#### 取り組む課題:
1. 核医学の文章によると、2010年代前半まで日立製作所と共同で開発していた装置は何ですか？
2. 核医学の文章から、「歴史的に核医学は装置・薬剤・」から「た研究にも取り組んでいます。」までの部分を一字一句変えずに抜き出してください。

#### 分析対象の文章:

核医学

歴史的に核医学は装置・薬剤・解析法の3つが一体となって発達してきましたが、当教室においてもそれぞれの研究に力を入れてきました。

装置

2010年代前半まで日立製作所と共同で頭部専用半導体PET装置を開発してきました。半導体PETは従来のPETに比べて空間分解能が高く、より小さな病変を画像化することができます。一方でPETのガンマ線(511keV)に対して半導体は十分な感度を発揮することができないため、近年ではシンチレーターとシリコン光電子増倍管の組み合わせが主流となっています。このコンセプトでPhilips社が開発したVereos®装置を当教室ではいち早く導入し、研究に用いています。その他、最新の画像再構成技術と組み合わせることで、使用する放射性薬剤やX線の量を減らして同等の画像を得ることを目指した研究にも取り組んでいます。

#### 提供データ:

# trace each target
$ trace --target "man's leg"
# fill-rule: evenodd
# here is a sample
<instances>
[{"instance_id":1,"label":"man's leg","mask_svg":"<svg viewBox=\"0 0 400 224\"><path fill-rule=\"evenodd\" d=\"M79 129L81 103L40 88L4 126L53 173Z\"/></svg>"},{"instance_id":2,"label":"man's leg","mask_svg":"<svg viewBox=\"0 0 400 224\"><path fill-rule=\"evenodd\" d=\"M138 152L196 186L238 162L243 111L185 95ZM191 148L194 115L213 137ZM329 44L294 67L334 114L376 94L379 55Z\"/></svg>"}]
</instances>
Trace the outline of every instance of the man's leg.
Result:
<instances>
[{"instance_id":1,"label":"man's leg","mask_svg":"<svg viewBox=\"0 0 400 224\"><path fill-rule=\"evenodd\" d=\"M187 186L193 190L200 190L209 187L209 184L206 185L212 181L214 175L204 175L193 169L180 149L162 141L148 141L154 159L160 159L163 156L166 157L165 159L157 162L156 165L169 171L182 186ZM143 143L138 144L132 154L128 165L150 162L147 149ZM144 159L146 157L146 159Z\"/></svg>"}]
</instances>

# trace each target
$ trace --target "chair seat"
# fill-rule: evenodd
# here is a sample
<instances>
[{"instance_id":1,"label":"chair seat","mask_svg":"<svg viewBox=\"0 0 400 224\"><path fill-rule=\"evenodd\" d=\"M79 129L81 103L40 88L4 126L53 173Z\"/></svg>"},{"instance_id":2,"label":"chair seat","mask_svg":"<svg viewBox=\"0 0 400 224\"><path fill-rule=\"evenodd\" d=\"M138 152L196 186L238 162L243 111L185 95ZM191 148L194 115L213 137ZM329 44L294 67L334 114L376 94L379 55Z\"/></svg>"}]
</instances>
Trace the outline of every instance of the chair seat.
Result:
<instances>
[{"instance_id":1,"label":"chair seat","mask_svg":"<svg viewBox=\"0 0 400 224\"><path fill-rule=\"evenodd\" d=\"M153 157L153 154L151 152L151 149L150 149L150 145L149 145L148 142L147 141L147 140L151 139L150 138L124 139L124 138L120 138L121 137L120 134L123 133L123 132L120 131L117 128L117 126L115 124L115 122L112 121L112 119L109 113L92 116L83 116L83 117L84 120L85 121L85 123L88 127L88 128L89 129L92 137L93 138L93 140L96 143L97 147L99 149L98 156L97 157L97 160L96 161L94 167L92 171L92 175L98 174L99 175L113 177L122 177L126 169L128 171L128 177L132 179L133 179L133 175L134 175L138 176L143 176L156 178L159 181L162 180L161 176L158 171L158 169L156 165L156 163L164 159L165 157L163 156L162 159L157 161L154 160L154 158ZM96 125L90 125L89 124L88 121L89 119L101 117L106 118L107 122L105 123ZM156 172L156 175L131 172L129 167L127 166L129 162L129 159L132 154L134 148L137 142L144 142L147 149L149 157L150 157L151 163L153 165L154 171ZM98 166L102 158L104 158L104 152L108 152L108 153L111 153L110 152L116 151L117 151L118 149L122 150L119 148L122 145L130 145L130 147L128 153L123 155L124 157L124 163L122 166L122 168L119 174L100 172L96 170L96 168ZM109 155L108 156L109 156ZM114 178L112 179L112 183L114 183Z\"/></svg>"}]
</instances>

#### 解答一覧:
1. 頭部専用半導体PET装置です。

2.
歴史的に核医学は装置・薬剤・解析法の3つが一体となって発達してきましたが、当教室においてもそれぞれの研究に力を入れてきました。

装置

2010年代前半まで日立製作所と共同で頭部専用半導体PET装置を開発してきました。半導体PETは従来のPETに比べて空間分解能が高く、より小さな病変を画像化することができます。一方でPETのガンマ線(511keV)に対して半導体は十分な感度を発揮することができないため、近年ではシンチレーターとシリコン光電子増倍管の組み合わせが主流となっています。このコンセプトでPhilips社が開発したVereos®装置を当教室ではいち早く導入し、研究に用いています。その他、最新の画像再構成技術と組み合わせることで、使用する放射性薬剤やX線の量を減らして同等の画像を得ることを目指した研究にも取り組んでいます。